* Tasks
A. Answer each of the following from the article on ophthalmologists and AI-generated responses:
(i) With what accuracy were ophthalmologists able to tell human responses from AI-generated ones?
(ii) In what month and year was ChatGPT released?
(iii) From which forum were the patient questions selected?
B. Reproduce a passage from the article on ophthalmologists and AI-generated responses without any alteration, beginning at the words "One standout among" and ending after the words "board-certified ophthalmologists (2).".

* Excerpt provided

------------------------------------

Ophthalmologists were able to discern human from AI-generated responses with 61 percent accuracy
Sarah Healey | | 2 min read | News
Large language models (LLMs), such as BERT and GPT-3, have transformed how computers process and understand language. Trained on vast amounts of text, these models have found diverse applications in healthcare, particularly in specialties such as radiology that are data-heavy and image-focused (1).
One standout among these models is ChatGPT, an AI-powered LLM developed by OpenAI and built on GPT-3.5. Since its release in November 2022, the chatbot has worked to simplify radiology reports, write discharge summaries, and transcribe patient notes (2).
Despite revolutionizing the medical landscape, a rise in medical misinformation has caused a major concern about the safety and reliability of LLM chatbots, especially in niche specialties such as ophthalmology.
To better explore the clinical effectiveness of AI-powered technologies, US-based researchers compared the quality of ophthalmic advice generated by an LMM chatbot with those of board-certified ophthalmologists (2).
Patient questions were selected from over 700 pages of The Eye Care Forum, which provides users with answers from physicians affiliated with the American Academy of Ophthalmology (AAO). These questions were subsequently put into ChatGPT, and added to a data set ensuring each question had an answer from a human ophthalmologist and the chatbot.

------------------------------------

* Supplied information
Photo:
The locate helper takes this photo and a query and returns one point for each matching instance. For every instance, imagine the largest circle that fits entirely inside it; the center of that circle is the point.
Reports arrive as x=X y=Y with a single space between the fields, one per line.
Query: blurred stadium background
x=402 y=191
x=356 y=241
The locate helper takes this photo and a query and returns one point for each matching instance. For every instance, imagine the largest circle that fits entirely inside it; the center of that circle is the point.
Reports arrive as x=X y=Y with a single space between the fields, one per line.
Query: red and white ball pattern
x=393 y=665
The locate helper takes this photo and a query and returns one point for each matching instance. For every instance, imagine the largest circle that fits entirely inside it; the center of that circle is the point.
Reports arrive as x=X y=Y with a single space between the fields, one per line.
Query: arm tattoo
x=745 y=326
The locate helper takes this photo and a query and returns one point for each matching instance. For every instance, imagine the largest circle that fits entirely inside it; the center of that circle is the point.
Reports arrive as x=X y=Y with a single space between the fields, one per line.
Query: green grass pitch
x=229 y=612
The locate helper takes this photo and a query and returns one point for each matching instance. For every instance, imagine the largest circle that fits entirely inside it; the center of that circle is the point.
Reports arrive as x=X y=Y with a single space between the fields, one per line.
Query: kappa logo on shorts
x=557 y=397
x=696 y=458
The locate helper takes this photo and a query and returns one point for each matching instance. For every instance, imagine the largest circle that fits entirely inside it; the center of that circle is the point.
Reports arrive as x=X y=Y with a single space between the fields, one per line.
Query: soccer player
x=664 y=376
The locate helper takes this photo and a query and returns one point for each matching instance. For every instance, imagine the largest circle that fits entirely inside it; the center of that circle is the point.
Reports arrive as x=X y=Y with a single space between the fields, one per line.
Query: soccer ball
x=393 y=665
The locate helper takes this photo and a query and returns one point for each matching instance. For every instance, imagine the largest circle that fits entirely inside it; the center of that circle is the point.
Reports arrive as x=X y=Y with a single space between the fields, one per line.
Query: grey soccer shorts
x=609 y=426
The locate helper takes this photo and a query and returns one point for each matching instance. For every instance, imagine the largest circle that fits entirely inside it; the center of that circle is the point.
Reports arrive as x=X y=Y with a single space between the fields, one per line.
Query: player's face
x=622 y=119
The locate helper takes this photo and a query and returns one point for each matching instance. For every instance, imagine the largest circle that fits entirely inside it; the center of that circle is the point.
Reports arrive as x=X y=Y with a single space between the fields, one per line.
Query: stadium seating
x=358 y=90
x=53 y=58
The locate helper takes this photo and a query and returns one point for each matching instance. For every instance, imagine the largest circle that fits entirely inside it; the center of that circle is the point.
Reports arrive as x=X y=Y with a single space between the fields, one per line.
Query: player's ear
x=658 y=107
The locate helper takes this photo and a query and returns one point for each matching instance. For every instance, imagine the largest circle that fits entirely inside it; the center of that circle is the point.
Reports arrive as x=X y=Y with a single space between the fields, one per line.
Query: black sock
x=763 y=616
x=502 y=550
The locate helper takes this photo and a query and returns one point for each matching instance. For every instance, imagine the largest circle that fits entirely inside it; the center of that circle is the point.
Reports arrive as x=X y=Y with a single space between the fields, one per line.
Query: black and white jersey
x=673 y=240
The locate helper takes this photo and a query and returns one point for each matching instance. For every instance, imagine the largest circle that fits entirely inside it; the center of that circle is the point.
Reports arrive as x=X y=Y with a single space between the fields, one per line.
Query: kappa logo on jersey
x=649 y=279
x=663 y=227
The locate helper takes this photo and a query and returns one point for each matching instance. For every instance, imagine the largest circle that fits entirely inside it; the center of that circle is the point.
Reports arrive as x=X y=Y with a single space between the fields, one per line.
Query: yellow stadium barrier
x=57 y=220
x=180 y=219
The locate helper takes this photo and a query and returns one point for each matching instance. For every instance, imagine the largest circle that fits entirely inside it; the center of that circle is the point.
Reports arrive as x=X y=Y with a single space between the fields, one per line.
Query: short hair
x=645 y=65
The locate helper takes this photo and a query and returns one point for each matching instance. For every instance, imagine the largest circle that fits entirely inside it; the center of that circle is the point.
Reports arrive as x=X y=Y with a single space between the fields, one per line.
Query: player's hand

------------------------------------

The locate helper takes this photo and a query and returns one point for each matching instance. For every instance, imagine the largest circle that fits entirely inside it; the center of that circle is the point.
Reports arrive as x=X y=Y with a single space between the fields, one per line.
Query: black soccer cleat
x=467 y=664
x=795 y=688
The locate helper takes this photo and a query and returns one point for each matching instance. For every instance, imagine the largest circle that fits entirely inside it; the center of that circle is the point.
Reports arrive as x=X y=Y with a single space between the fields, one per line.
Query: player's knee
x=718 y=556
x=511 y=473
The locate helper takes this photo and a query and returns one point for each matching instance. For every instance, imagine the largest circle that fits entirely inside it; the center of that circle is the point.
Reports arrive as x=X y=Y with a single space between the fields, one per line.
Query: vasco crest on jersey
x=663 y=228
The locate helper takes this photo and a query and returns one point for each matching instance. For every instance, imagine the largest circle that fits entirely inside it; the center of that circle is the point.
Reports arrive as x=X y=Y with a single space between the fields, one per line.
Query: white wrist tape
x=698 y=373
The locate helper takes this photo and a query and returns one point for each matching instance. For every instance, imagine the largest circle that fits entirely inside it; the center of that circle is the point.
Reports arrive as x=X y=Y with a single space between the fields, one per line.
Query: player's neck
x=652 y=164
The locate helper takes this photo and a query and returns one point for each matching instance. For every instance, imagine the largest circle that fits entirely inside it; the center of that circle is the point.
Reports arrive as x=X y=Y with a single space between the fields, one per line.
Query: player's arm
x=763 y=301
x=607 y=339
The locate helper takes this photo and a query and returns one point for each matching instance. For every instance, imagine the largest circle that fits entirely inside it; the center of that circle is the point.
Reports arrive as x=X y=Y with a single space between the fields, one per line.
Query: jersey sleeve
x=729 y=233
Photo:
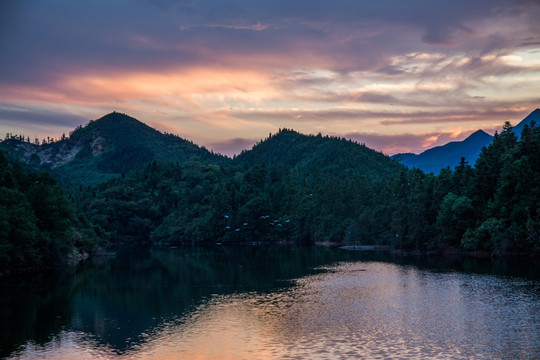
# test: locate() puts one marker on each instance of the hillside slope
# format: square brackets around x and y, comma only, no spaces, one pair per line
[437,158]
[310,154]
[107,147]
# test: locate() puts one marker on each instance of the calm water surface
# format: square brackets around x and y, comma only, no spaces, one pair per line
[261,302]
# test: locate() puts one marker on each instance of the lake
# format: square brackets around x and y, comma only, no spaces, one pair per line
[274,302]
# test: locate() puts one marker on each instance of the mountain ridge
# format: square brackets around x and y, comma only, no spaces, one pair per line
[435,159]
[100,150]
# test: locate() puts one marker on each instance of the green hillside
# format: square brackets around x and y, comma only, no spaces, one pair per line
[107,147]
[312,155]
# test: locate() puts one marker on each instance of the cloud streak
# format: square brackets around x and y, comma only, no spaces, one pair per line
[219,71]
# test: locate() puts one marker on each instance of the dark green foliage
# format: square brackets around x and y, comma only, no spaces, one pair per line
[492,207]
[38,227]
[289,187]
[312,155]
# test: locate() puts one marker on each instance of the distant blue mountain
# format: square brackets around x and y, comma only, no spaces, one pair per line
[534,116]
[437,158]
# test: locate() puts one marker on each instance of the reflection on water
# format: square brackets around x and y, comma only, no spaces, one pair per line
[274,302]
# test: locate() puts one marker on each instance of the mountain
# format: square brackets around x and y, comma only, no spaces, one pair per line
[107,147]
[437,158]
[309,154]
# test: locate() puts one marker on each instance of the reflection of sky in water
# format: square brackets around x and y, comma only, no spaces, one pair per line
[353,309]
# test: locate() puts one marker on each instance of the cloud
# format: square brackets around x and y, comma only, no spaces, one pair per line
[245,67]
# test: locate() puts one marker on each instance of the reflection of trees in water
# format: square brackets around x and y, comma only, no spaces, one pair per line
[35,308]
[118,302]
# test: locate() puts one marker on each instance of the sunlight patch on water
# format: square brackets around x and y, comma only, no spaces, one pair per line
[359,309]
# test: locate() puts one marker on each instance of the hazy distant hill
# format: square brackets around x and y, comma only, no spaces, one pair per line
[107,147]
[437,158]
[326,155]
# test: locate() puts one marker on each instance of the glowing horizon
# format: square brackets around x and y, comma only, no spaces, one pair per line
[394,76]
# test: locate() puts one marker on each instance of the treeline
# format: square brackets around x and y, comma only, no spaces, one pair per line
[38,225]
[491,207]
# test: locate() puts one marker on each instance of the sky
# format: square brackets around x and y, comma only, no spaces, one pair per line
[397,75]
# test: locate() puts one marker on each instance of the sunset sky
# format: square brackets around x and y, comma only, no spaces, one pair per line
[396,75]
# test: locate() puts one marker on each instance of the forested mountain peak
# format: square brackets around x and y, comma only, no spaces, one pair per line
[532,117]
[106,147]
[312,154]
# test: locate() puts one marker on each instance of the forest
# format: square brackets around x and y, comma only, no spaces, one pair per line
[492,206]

------------------------------------

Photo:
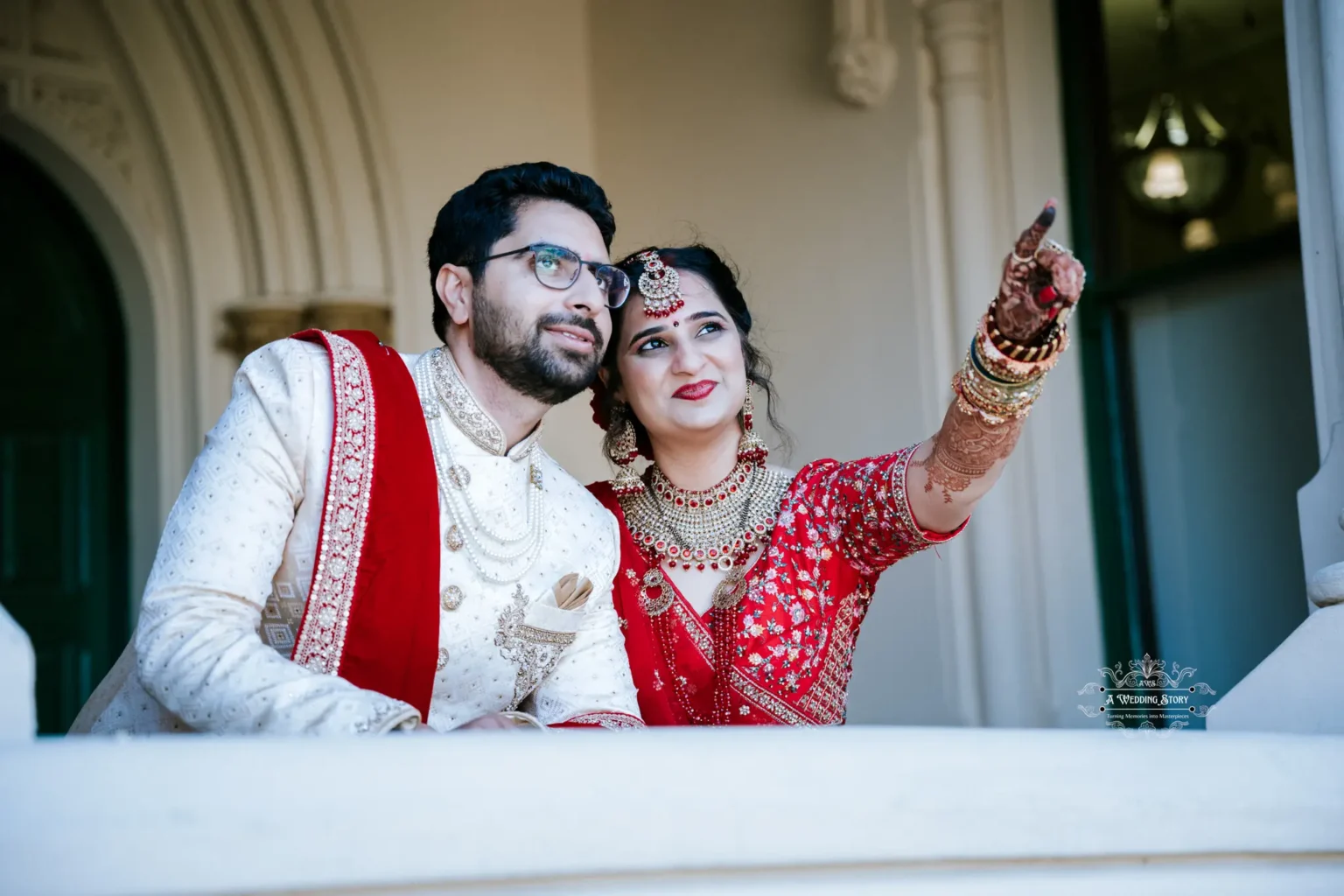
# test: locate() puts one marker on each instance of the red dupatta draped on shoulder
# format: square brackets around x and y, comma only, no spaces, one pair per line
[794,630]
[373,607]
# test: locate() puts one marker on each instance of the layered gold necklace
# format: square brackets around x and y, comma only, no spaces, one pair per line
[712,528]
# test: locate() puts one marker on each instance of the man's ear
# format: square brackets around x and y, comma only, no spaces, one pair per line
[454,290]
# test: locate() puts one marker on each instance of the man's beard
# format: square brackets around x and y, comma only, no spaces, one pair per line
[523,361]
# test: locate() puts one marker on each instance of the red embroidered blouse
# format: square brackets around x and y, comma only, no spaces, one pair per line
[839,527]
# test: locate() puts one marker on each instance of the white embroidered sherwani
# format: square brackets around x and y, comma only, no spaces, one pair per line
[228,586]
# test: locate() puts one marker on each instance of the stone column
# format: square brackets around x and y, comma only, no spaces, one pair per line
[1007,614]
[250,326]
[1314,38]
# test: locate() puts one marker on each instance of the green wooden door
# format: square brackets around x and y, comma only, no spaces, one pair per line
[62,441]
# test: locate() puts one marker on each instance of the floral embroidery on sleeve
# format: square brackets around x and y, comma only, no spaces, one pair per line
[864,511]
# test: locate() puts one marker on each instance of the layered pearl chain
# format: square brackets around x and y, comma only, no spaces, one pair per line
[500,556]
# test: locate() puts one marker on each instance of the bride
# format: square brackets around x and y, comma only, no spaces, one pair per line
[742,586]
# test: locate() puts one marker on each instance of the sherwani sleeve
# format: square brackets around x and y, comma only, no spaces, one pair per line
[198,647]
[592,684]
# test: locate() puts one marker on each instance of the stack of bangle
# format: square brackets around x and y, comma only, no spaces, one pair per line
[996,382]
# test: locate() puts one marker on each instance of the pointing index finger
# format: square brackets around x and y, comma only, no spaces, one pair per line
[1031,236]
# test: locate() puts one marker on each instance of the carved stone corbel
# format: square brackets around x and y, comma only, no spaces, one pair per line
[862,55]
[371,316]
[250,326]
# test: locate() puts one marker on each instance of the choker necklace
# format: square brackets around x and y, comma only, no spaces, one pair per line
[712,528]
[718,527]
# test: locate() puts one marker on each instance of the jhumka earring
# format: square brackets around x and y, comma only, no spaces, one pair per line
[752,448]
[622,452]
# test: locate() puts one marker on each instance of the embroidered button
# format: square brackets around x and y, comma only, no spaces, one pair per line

------------------------------------

* Answers by item
A.
(i) 61 percent
(ii) November 2022
(iii) The Eye Care Forum

B.
One standout among these models is ChatGPT, an AI-powered LLM developed by OpenAI and built on GPT-3.5. Since its release in November 2022, the chatbot has worked to simplify radiology reports, write discharge summaries, and transcribe patient notes (2).
Despite revolutionizing the medical landscape, a rise in medical misinformation has caused a major concern about the safety and reliability of LLM chatbots, especially in niche specialties such as ophthalmology.
To better explore the clinical effectiveness of AI-powered technologies, US-based researchers compared the quality of ophthalmic advice generated by an LMM chatbot with those of board-certified ophthalmologists (2).